Stored records:
········

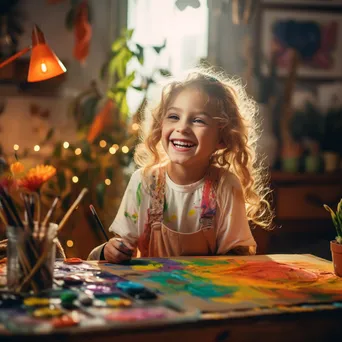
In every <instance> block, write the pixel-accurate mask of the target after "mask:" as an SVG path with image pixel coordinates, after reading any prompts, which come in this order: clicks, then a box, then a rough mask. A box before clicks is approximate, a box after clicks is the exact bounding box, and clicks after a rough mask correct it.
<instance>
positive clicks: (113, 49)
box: [112, 37, 126, 52]
mask: <svg viewBox="0 0 342 342" xmlns="http://www.w3.org/2000/svg"><path fill="white" fill-rule="evenodd" d="M125 45H126V38H125V37H119V38H118V39H116V40H115V41H114V43H113V44H112V52H118V51H119V50H121V49H122V48H123V47H124V46H125Z"/></svg>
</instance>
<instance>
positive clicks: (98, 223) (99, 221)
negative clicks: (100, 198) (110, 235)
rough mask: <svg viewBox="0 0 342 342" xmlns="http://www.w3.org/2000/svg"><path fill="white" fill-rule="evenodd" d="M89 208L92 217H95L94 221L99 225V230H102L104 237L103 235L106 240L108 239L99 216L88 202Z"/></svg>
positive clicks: (106, 234) (90, 204)
mask: <svg viewBox="0 0 342 342" xmlns="http://www.w3.org/2000/svg"><path fill="white" fill-rule="evenodd" d="M89 208H90V210H91V212H92V214H93V216H94V218H95V221H96V223H97V225H98V226H99V227H100V229H101V231H102V233H103V235H104V237H105V238H106V240H107V241H108V240H109V238H108V235H107V234H106V231H105V229H104V227H103V224H102V222H101V220H100V218H99V216H98V215H97V212H96V210H95V208H94V206H93V205H92V204H90V206H89Z"/></svg>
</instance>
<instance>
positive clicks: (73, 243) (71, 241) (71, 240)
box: [67, 240, 74, 248]
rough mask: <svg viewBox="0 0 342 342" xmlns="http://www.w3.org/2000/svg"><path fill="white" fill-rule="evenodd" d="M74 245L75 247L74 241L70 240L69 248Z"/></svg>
mask: <svg viewBox="0 0 342 342" xmlns="http://www.w3.org/2000/svg"><path fill="white" fill-rule="evenodd" d="M73 245H74V241H72V240H68V241H67V246H68V247H70V248H71V247H72V246H73Z"/></svg>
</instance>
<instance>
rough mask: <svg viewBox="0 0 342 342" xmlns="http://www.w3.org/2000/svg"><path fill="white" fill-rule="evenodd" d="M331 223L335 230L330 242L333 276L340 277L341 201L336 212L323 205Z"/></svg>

········

What the exercise asks.
Repeat all the records above exactly, leaving out any pictures.

Result for this exercise.
In every <instance> block, write the pixel-accurate mask of the target after "mask:" as an SVG path with image pixel coordinates, after reading any prompts, which come in this order: clicks, then a box, then a rough mask. A box before clicks is approximate, a box after clicks is the exact bounding box, and clicks after a rough mask correct it.
<instance>
positive clicks: (113, 49)
box: [112, 37, 126, 52]
mask: <svg viewBox="0 0 342 342" xmlns="http://www.w3.org/2000/svg"><path fill="white" fill-rule="evenodd" d="M125 45H126V38H125V37H119V38H118V39H116V40H115V41H114V43H113V44H112V52H118V51H119V50H121V49H122V48H123V47H124V46H125Z"/></svg>
</instance>
<instance>
positive clicks: (98, 223) (99, 221)
negative clicks: (100, 198) (110, 235)
rough mask: <svg viewBox="0 0 342 342" xmlns="http://www.w3.org/2000/svg"><path fill="white" fill-rule="evenodd" d="M89 208L92 217H95L94 221L99 225V230H102L104 237L103 235L106 240L108 239L99 216L88 202Z"/></svg>
positive clicks: (106, 234) (90, 204)
mask: <svg viewBox="0 0 342 342" xmlns="http://www.w3.org/2000/svg"><path fill="white" fill-rule="evenodd" d="M89 208H90V210H91V212H92V214H93V216H94V218H95V221H96V223H97V225H98V226H99V227H100V229H101V231H102V233H103V235H104V237H105V238H106V240H107V241H108V240H109V238H108V235H107V234H106V231H105V229H104V227H103V224H102V222H101V220H100V218H99V216H98V215H97V212H96V210H95V208H94V206H93V205H92V204H90V206H89Z"/></svg>
</instance>
<instance>
positive clicks: (73, 243) (71, 241) (71, 240)
box: [67, 240, 74, 248]
rough mask: <svg viewBox="0 0 342 342" xmlns="http://www.w3.org/2000/svg"><path fill="white" fill-rule="evenodd" d="M74 245L75 247L74 241L70 240L69 248Z"/></svg>
mask: <svg viewBox="0 0 342 342" xmlns="http://www.w3.org/2000/svg"><path fill="white" fill-rule="evenodd" d="M73 245H74V241H72V240H68V241H67V246H68V247H70V248H71V247H72V246H73Z"/></svg>
</instance>
<instance>
rough mask: <svg viewBox="0 0 342 342" xmlns="http://www.w3.org/2000/svg"><path fill="white" fill-rule="evenodd" d="M331 223L335 230L330 242L333 276L340 277L341 201L336 212L323 205Z"/></svg>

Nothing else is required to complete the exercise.